• Page text
Open Letter to President Trump: On Homelessness, Addiction, and the Failure of Punitive Policy
Punitive vs restorative homelessness policies: One criminalizes poverty with prisons and neglect, the other offers housing, support, and dignity. Evidence shows compassion and connection reduce addiction and rebuild lives more effectively than punishment.

A Call for Connection Over Coercion
Dear President Trump,
Your July 24, 2025 executive order "Ending Crime and Disorder on America's Streets" represents a profound moral failure and a dangerous return to policies that have been proven ineffective for over a century. As an ethical analyst who has studied both the philosophical underpinnings of justice and the empirical evidence on addiction and homelessness, I write to you with urgency about the catastrophic consequences of your approach.
The Order's Fundamental Misunderstanding
Your executive order authorizes forced institutionalization, criminalizes poverty, and frames homelessness as primarily a matter of public disorder rather than human suffering. You cite statistics showing that 274,224 individuals experience homelessness on any given night, and that many struggle with addiction or mental illness. Yet your response is to hide these human beings from view rather than address the root causes of their suffering.
Let me be clear: The opposite of addiction is not sobriety. The opposite of addiction is connection.
What Science Actually Tells Us About Addiction
Your order rests on a century-old misunderstanding of addiction that has been thoroughly debunked by modern research. The "chemical hook" theory - that drugs contain substances that inevitably create physical dependency - has been disproven by multiple lines of evidence:
The Medical Contradiction
Every day in American hospitals, patients receive diamorphine - pharmaceutical-grade heroin - for pain management after surgeries and injuries. This medical heroin is purer and more potent than anything available on the streets. Yet these patients, including elderly individuals recovering from hip replacements, do not emerge as addicts despite prolonged exposure. If addiction were simply about chemical hooks, our hospitals would be creating addicts by the thousands.
The Rat Park Revolution
Professor Bruce Alexander's groundbreaking experiments revealed that environment, not chemistry, drives addiction. When rats were placed in enriched environments with social connections, stimulation, and purpose - "Rat Park" - they showed virtually no interest in drug-laced water, even when freely available. The overdose rate dropped from nearly 100% in isolated cages to 0% in connected environments.
The Vietnam War Evidence
Perhaps most compelling is the natural experiment of the Vietnam War. Twenty percent of American troops used heroin in Vietnam. Yet upon returning home, 95% simply stopped using without treatment or rehabilitation. They didn't need forced institutionalization - they needed to come home to connections, purpose, and opportunity.
The Portuguese Model: Evidence-Based Success
While you propose punishment and institutionalization, Portugal provides a real-world example of what actually works. Facing Europe's worst drug crisis in 2000, Portugal took the opposite approach:
- Decriminalized all drugs
- Redirected resources from punishment to reconnection
- Created massive job programs for people with addiction
- Provided microloans for small businesses
- Offered wage subsidies to employers who hired people in recovery
The results after 15 years:
- 50% reduction in problematic drug use
- Massive decreases in overdoses and HIV infections
- Significant reduction in addiction rates
- Strong public support - almost no one wants to return to the punitive system
Portugal recognized that people need something to get out of bed for in the morning beyond the threat of punishment.

• Explore the material
1) Copy the open letter word for word, from "The Vietnam War Evidence" through "purpose, and opportunity.", inclusive.
2) Pick up the open letter at its last sentence and keep writing it.
The lines that come after this are not needed.

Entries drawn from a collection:

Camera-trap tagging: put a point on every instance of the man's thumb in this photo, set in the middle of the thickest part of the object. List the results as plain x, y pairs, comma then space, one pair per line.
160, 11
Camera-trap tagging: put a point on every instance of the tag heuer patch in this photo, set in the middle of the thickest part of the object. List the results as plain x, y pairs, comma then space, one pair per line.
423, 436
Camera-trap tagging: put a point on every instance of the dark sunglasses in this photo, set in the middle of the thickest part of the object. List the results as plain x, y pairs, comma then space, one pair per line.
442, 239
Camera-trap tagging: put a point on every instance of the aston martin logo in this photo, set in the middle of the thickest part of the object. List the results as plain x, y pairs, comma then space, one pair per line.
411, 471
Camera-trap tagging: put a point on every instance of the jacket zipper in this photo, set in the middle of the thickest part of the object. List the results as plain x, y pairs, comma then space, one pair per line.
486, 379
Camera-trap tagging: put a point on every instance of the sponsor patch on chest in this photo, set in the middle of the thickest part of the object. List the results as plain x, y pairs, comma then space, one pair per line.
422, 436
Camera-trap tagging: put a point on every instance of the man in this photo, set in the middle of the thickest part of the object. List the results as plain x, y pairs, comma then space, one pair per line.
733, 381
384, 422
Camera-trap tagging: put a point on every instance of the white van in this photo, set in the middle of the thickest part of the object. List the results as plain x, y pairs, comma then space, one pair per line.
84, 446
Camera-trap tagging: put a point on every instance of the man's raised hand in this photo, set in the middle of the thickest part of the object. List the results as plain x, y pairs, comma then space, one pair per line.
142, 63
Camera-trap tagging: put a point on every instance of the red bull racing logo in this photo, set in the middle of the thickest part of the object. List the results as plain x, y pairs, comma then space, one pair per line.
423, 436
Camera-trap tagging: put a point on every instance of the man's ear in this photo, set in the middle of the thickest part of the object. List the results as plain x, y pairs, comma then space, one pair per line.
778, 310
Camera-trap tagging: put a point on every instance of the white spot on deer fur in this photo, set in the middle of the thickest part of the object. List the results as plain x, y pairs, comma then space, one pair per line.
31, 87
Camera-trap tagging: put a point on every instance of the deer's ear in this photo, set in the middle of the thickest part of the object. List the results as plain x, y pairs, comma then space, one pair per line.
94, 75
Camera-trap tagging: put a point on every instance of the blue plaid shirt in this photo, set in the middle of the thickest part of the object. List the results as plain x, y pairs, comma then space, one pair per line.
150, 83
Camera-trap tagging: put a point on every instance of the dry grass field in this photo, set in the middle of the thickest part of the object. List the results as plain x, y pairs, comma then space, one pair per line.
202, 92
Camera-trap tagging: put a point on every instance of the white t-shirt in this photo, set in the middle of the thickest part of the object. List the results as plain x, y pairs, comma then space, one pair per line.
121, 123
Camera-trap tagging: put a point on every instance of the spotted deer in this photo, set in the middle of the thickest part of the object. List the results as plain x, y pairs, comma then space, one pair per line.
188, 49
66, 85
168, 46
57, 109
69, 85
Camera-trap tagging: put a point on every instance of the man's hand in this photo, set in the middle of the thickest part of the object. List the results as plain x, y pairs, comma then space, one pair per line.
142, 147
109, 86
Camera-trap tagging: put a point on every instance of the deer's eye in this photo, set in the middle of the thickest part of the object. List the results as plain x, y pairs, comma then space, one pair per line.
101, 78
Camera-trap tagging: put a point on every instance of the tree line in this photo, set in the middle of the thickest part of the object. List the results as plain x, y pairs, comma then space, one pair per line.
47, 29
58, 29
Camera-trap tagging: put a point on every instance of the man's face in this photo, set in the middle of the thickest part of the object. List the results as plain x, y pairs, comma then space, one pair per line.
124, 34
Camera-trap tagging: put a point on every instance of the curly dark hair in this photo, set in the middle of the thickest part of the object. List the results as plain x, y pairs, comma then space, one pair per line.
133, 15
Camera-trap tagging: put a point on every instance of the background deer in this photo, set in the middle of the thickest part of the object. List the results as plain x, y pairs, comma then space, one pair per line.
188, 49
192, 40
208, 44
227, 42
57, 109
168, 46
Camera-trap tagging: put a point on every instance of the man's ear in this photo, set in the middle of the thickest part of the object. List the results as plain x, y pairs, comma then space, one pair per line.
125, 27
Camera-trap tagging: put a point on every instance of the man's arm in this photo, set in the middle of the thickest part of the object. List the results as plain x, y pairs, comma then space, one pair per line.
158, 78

• Answers for the exercise
1)
The Vietnam War Evidence
Perhaps most compelling is the natural experiment of the Vietnam War. Twenty percent of American troops used heroin in Vietnam. Yet upon returning home, 95% simply stopped using without treatment or rehabilitation. They didn't need forced institutionalization - they needed to come home to connections, purpose, and opportunity.

2)
Your Policy Fails Every Ethical Test
John Adams' Moral Algorithm
Adams envisioned governance that promotes the common good and reforms injustice. Your policy:
- Serves the comfort of property owners over the dignity of the unhoused
- Entrenches the criminalization of poverty
- Replaces failed systems with coercive ones rather than restorative ones
Rawls' Veil of Ignorance
No rational person, not knowing their future circumstances, would choose a system that could forcibly institutionalize them for experiencing homelessness. Your policy strips liberty from the most vulnerable while offering no real path to housing or autonomy.
Aristotelian Virtue Ethics
A just society cultivates human flourishing through virtues like compassion and justice. Your policy reflects fear and control, not virtue. It treats human beings as problems to be hidden rather than fellow citizens deserving dignity.
The Economic Fallacy and Racial Targeting
From a Modern Monetary Theory perspective, your approach represents a catastrophic misallocation of resources. A sovereign currency issuer like the United States can afford to fund comprehensive housing, healthcare, and support services. Instead, you choose to channel resources toward prisons, police, and institutional systems - the most expensive and least effective interventions possible.
The Cantillon Effect shows us that where money enters the economy matters. Your policy injects resources at the level of enforcement and control, benefiting institutional systems while the homeless bear all the burden.
The Grotesque Funding Disparity
The true priorities of your administration are laid bare in the budget numbers:
For Immigration Enforcement:
- $168-170 billion allocated in your "One Big Beautiful Bill" for border enforcement
- $75 billion for ICE over four years - a 300% increase
- $46.5 billion for a border wall
- $608 million for state-run migrant detention centers
- $232 million for a single 5,000-person detention camp in Texas
For Homelessness:
- A mere $4.9 billion requested by advocates for HUD's Homeless Assistance Grants
- Your administration actually proposes CUTS to homeless services
- Housing vouchers underfunded by $3.7 billion
- Total federal spending on homelessness: less than 3% of what you spend on detention
You are spending over 35 times more on caging immigrants than on housing the homeless. This is not fiscal responsibility - it's moral bankruptcy.
The Racial Architecture of Your Policy
Your order doesn't exist in a vacuum - it's part of a broader system of racialized control that targets Black, Indigenous, and people of color disproportionately. Let's be clear about what "whiteness" really is and how your policies weaponize it.
The Construction of Whiteness as Control
"Whiteness" as a concept did not exist in nature or in early human societies - it was deliberately constructed as a political and economic tool to serve imperial and colonial purposes. Prior to the colonial period, people identified themselves by nationality, religion, tribe, or region, not by broad racial categories. The concept of "whiteness" was manufactured to create artificial hierarchies that justified exploitation and domination.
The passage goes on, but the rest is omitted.